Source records
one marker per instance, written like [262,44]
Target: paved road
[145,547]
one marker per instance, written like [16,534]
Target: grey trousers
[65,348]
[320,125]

» **EXERCISE OBJECTIVE**
Please rewrite the lines of the records above as a Markdown table with the columns "Row" and "Line", numbering each line in order and leaving out blank lines.

» **CORRECT ANSWER**
| Row | Line |
|---|---|
| 1 | one marker per instance, written like [262,44] |
| 2 | Target: paved road |
| 3 | [145,547] |
| 4 | one marker per instance, written like [16,534] |
| 5 | Target: grey trousers |
| 6 | [65,348] |
| 7 | [320,125] |